= Arbeitsaufträge =
a. Wie viele Matrosen und wie viele Schiffe waren laut dem Textauszug über den Matrosenaufstand von Cattaro am Aufstand beteiligt?
b. Prüfe anhand des Textauszugs über den Matrosenaufstand von Cattaro, ob die folgenden Aussagen zutreffen. Antworte jeweils mit Ja oder Nein und zitiere die entscheidenden Worte des Textes. (i) Der Aufstand war nach drei Tagen vorbei. (ii) Als die Matrosen ihr geheimes Komitee bildeten, wussten sie bereits vom Ende des Massenstreiks im Januar 1918. (iii) Jedes Schiff schickte einen einzigen Vertreter in den zentralen Matrosenrat.
c. Nenne alle Forderungen politischer Natur, die laut dem Textauszug über den Matrosenaufstand von Cattaro im Forderungskatalog der Aufständischen standen.

Der Matrosenstreik von 1918:
Eine Rebellion für den Frieden
Beim Matrosenaufstand von Cattaro handelte es sich die am besten organisierte Befehlsverweigerung habsburgischer Truppen während des Ersten Weltkrieges. Obwohl er nach nur drei Tagen beendet wurde, hatte der Aufstand große Symbolkraft und trug zusammen mit dem großen Jännerstreik maßgeblich zur Beendigung des Ersten Weltkrieges bei.
Heute gehört die tief in die steilen Berge eingeschnittene Bucht von Kotor zu Montenegro. Im Ersten Weltkrieg war sie die zweitwichtigste Marinebasis Österreich-Ungarns. Im Februar vor hundert Jahren fand dort ein Aufstand statt, an dem sich 5000 Matrosen auf 40 Schiffen der österreichisch-ungarischen Kriegsflotte beteiligten. Alle Nationalitäten der Donaumonarchie waren dabei vertreten. Der Aufstand ist relativ gut dokumentiert, da die k.u.k.-Bürokratie selbst während des Auflösungsprozesses noch gut funktionierte. Aus den Prozessakten lässt sich die Stimmung herauslesen, die in der k.u.k.-Armee gegen Ende des Krieges herrschte. Die Versorgungslage war katastrophal. Es fehlte an Nahrung, an Ausrüstung und viele Soldaten hatten nicht einmal ausreichend Kleidung.
Schuld an ihrer Lage und an der Not ihrer Familien in der Heimat, das wussten die Matrosen, war der Krieg. Ein Krieg, der von den nach Macht und Expansion gierenden Eliten entfacht worden war, und den sie gründlich zu hassen gelernt hatten. Seit der russischen Oktoberrevolution und den damit eingeleiteten Friedensverhandlungen in Brest-Litowsk wuchs die Sehnsucht nach Frieden immer mehr. Unter dem Eindruck des Massenstreiks im Januar 1918, von dessen Ende sie noch nicht erfahren hatten, bildeten die Matrosen in Cattaro ein geheimes Komitee. Der Aufstand begann am 1. Februar mit dem Hissen roter Fahnen. Nahezu unblutig entrissen die Matrosen den völlig überraschten Offizieren die Macht und schlossen sich mit den streikenden Arsenalarbeitern zusammen. Auf jedem Schiff wählten sie zwei Vertreter für einen zentralen Matrosenrat.
In der Hoffnung, ein Zeichen für einen allgemeinen Aufstand gesetzt zu haben, veröffentlichten die Aufständischen ihren Forderungskatalog, welcher auch die unterschiedlichen Motive der Streikenden widerspiegelte. Neben Forderungen nach persönlichen Erleichterungen wie bessere Verpflegung und Ausrüstung fanden sich darin auch wesentliche Forderungen politischer Natur: Die Anerkennung des Selbstbestimmungsrechts der Nationen, den sofortigen Friedensschluss ohne Annexionen auf Grundlage des 14-Punkte-Programms des amerikanischen Präsidenten Wilson sowie demokratische Regierungen in Österreich und Ungarn.

= Erfasste Einträge =
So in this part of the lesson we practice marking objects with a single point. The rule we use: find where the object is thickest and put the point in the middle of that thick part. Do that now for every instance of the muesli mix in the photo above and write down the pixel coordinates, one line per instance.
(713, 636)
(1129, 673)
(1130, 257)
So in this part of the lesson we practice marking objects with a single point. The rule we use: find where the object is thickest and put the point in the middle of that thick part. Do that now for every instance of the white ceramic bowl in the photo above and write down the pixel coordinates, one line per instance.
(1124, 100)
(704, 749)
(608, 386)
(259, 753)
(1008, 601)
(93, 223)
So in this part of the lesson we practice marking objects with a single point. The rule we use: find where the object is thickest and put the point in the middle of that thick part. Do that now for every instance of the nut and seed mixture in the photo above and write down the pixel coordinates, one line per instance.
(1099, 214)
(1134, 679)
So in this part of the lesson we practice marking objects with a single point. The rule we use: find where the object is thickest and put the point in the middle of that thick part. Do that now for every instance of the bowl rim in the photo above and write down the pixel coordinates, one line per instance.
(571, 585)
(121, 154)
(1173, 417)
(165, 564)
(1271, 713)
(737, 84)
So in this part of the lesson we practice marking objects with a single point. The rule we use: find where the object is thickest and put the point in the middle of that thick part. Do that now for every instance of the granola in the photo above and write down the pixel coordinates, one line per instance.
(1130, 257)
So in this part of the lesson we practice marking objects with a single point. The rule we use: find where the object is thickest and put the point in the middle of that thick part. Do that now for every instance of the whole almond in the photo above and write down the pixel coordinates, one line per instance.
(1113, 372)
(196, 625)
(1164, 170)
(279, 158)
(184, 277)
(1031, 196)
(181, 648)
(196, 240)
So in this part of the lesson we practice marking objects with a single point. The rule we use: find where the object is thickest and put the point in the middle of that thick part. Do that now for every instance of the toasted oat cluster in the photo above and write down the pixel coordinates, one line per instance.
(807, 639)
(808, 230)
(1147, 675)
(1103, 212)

= Antworten =
a. 5000 Matrosen auf 40 Schiffen.

b.
(i) Ja: „Obwohl er nach nur drei Tagen beendet wurde“
(ii) Nein: „von dessen Ende sie noch nicht erfahren hatten“
(iii) Nein: „Auf jedem Schiff wählten sie zwei Vertreter für einen zentralen Matrosenrat.“

c.
- Die Anerkennung des Selbstbestimmungsrechts der Nationen
- Der sofortige Friedensschluss ohne Annexionen auf Grundlage des 14-Punkte-Programms des amerikanischen Präsidenten Wilson
- Demokratische Regierungen in Österreich und Ungarn